## TASK GOAL
Write the entries out again in full and unchanged, dropping every image.

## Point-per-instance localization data
___

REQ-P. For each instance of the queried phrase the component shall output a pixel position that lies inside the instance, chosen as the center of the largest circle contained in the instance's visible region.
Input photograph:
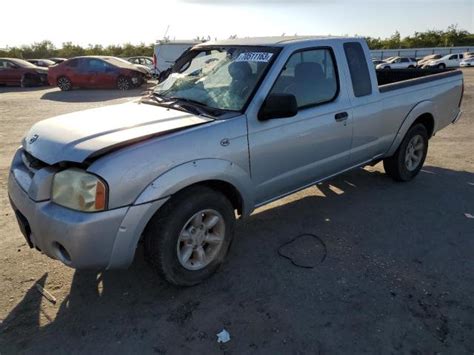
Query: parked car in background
(20, 72)
(58, 60)
(398, 63)
(96, 72)
(45, 63)
(145, 68)
(236, 125)
(142, 60)
(448, 61)
(467, 62)
(166, 53)
(377, 62)
(427, 59)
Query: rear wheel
(188, 239)
(124, 83)
(64, 83)
(408, 160)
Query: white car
(468, 62)
(448, 61)
(397, 63)
(166, 53)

___

## EXPECTED OUTPUT
REQ-P. For each instance of the queried phrase the component shall output a pixel position that lies inside the instance, chosen as the center of the largest circle contained in the instance's visible region.
Input photograph:
Query: parked car in background
(20, 72)
(58, 60)
(398, 63)
(96, 72)
(45, 63)
(145, 68)
(236, 125)
(142, 60)
(448, 61)
(467, 62)
(166, 53)
(377, 62)
(427, 59)
Query: rear wheel
(188, 239)
(124, 83)
(64, 83)
(408, 160)
Query: white car
(468, 62)
(448, 61)
(397, 63)
(166, 53)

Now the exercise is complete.